OBJECTIVES:
1. In the energy demand notebook, how many days in advance is the swissgrid network's energy demand to be predicted?
2. Decide whether each statement agrees with the energy demand notebook, and answer yes or no, quoting the words of the notebook that settle it.
(a) The demand data is processed to show the mean hourly demand per day.
(b) Swissgrid is described as a German transmission grid operator.
(c) LinearRegressor is imported from sklearn.linear_model.

Created by: Colin Kälin and Alessio Baccelli, January/February 2020
Blog post: "Energy Demand Prediction in Switzerland with giotto-time" https://towardsdatascience.com/getting-started-with-giotto-time-d9b2088d60ca Summary: This notebook provides a tutorial for time series analysis with giotto-time. The goal is to predict the energy demand of the swissgrid network 21 days in advance.
Data: We are using hourly energy demand data from swissgrid, a Swiss transmission grid operator. The data is available here https://www.swissgrid.ch/en/home/operation/grid-data/generation.html and processed to represent the mean hourly demand per day.
Contents:
# giotto-time
# Feature creation
from gtime.compose import FeatureCreation
from gtime.feature_generation import Calendar, PeriodicSeasonal
from gtime.feature_extraction import (Detrender, CustomFeature, Polynomial,
Shift, MovingAverage, Exogenous)
# Causality testing
from gtime.causality import ShiftedLinearCoefficient
# Models
from gtime.forecasting import GAR, GARFF
from gtime.model_selection import FeatureSplitter, horizon_shift
from gtime.metrics import max_error, smape
from gtime.regressors import LinearRegressor
# Other libraries
# Data handling
import pandas as pd
import numpy as np
# Machine Learning
from sklearn.ensemble import (RandomForestRegressor, GradientBoostingRegressor, ExtraTreesRegressor,
AdaBoostRegressor)
from sklearn.linear_model import LinearRegression
from sklearn.metrics import mean_absolute_error, max_error, r2_score
from src.scores import relative_mean_absolute_error, calculate_score, relative_mean_squared_error, highlight_top
# Plotting
from src.plotting import plot_time_series
import plotly
data = pd.read_csv('data/raw/energy_demand_2016_2019.csv')
data['datetime'] = [pd.to_datetime(d) for d in data['datetime'].values]
We have to do some preprocessing here.
time_series = data[['Load [MW]', 'datetime']].copy()
time_series.set_index('datetime', inplace=True)

MATERIAL SHOWN:
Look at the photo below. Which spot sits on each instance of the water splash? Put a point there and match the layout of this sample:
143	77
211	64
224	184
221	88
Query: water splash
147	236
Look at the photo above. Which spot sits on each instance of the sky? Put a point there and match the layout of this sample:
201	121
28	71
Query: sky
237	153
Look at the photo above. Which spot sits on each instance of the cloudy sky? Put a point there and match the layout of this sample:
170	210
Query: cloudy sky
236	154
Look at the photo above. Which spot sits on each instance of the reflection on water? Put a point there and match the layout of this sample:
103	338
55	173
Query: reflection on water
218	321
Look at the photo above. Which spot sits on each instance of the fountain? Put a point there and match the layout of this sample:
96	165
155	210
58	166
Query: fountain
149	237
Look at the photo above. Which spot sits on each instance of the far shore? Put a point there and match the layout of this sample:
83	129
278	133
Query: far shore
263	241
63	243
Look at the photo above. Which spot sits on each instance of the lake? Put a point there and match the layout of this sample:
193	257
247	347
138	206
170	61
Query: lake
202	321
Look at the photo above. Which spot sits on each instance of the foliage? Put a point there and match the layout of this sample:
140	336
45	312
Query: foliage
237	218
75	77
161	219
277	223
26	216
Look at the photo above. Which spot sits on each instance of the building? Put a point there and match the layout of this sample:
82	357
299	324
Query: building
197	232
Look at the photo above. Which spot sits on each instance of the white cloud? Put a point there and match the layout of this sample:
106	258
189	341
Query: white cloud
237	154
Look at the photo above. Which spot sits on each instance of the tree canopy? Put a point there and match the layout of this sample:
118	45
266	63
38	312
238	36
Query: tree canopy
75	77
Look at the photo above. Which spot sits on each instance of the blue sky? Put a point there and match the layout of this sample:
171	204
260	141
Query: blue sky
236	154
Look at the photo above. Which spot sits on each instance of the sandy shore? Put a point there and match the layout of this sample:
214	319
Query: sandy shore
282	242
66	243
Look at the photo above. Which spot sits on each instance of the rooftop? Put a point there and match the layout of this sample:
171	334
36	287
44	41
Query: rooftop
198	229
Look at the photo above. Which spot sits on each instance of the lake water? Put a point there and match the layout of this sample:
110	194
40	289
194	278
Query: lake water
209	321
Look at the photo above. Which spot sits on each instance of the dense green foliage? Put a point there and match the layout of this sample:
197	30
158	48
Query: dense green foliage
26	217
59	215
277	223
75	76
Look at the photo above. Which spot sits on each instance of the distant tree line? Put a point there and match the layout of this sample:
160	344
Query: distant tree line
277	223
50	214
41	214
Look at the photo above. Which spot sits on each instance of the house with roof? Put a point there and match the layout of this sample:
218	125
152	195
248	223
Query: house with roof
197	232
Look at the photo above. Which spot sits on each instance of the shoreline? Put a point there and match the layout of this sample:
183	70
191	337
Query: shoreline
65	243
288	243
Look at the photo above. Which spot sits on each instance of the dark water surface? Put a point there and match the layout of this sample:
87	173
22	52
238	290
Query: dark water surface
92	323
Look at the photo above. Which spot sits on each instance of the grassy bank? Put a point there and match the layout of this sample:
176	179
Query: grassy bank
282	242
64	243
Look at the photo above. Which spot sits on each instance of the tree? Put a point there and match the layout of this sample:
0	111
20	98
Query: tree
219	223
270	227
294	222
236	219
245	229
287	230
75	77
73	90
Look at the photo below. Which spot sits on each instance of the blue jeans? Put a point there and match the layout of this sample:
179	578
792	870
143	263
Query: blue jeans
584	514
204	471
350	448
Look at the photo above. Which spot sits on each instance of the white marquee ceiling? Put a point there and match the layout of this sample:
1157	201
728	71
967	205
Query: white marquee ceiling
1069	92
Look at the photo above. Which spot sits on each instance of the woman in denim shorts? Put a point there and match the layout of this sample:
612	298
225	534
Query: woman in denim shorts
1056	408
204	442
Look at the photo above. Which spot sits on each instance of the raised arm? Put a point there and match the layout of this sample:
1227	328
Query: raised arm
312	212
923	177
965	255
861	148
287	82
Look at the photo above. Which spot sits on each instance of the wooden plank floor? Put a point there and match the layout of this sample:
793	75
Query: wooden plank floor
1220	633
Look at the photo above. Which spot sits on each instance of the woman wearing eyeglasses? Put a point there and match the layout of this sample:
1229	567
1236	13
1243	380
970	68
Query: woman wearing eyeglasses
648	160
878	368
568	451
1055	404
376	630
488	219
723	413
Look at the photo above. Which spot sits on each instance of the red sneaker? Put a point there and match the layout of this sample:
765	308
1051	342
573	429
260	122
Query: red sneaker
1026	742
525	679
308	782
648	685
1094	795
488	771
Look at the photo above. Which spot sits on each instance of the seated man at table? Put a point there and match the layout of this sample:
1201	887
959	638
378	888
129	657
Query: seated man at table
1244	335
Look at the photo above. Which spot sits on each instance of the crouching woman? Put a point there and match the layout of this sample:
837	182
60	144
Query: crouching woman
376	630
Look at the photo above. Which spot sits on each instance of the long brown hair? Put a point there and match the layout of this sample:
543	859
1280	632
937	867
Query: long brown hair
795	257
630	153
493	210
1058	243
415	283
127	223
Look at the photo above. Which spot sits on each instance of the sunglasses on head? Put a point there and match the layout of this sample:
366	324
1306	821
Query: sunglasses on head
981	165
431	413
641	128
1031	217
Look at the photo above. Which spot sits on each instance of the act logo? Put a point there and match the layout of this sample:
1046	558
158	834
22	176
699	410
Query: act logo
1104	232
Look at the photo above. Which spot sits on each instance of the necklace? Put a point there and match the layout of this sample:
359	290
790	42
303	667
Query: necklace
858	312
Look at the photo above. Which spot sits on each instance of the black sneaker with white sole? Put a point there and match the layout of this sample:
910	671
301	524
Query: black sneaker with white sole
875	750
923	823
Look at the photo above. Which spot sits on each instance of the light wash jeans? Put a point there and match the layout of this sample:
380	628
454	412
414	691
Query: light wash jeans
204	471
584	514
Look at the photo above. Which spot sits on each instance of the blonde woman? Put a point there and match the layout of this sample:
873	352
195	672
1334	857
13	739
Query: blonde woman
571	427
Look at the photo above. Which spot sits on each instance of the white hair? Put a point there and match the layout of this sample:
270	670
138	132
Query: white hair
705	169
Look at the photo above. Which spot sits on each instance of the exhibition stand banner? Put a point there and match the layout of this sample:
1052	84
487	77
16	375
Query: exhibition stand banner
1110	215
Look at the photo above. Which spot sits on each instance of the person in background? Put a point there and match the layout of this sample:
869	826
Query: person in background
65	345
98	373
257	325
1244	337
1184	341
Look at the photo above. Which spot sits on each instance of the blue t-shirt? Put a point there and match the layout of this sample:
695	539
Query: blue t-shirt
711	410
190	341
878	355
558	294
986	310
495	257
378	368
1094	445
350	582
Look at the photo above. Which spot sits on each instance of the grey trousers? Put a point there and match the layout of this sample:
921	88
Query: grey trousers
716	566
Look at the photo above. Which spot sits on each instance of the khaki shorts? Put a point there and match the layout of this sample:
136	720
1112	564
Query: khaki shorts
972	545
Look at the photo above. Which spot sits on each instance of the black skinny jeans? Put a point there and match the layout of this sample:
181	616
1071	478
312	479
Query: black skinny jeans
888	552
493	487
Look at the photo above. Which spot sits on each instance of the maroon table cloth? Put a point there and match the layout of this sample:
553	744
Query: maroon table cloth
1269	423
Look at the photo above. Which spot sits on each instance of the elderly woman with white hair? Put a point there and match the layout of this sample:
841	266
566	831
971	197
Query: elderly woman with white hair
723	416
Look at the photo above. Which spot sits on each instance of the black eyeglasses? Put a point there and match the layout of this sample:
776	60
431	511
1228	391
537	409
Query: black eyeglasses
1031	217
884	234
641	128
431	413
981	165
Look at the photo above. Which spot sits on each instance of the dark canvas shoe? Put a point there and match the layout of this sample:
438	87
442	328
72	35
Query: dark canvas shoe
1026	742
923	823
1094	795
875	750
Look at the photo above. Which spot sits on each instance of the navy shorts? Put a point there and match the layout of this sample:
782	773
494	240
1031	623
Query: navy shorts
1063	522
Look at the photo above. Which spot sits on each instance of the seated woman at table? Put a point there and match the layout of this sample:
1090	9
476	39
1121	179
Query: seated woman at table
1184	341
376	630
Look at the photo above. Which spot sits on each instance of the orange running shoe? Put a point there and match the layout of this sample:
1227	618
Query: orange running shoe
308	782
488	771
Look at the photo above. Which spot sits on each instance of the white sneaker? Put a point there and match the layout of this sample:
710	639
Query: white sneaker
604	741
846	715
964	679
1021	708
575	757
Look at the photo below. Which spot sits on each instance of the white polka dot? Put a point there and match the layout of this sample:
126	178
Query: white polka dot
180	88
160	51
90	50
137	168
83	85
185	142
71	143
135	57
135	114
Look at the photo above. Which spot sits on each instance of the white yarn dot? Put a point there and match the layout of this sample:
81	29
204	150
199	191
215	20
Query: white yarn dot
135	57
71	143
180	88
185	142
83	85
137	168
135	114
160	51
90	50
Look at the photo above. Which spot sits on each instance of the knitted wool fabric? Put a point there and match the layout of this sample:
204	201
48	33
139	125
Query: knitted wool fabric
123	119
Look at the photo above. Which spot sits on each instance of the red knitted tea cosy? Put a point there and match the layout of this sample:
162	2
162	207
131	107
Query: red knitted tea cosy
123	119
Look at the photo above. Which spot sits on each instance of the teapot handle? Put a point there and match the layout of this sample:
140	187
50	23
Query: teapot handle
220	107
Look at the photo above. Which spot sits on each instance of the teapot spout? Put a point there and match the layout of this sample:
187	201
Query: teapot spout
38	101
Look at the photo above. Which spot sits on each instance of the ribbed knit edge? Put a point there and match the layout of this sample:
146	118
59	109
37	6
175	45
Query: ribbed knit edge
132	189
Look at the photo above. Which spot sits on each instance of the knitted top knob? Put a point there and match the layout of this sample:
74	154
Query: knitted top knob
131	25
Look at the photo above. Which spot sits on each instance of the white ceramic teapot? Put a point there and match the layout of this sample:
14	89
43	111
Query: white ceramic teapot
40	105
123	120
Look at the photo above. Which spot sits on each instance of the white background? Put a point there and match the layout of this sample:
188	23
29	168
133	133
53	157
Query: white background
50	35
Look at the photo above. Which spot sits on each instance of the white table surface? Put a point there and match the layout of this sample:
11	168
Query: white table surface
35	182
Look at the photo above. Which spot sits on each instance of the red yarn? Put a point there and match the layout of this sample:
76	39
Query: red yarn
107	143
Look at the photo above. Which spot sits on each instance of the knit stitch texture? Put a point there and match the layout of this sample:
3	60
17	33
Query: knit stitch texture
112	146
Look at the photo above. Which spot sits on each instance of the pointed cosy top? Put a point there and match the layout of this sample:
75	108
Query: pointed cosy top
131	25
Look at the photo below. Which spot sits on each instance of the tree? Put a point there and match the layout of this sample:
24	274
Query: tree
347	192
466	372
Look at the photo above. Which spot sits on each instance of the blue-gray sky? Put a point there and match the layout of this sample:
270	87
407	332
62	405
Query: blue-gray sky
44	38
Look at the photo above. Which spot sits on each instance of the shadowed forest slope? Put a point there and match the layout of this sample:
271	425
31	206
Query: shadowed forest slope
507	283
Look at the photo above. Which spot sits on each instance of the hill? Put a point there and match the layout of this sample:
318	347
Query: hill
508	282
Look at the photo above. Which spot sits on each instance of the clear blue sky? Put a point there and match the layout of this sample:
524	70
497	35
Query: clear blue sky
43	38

IN RESPONSE:
1. 21 days.

2.
(a) Yes: "processed to represent the mean hourly demand per day"
(b) No: "a Swiss transmission grid operator"
(c) No: "from gtime.regressors import LinearRegressor"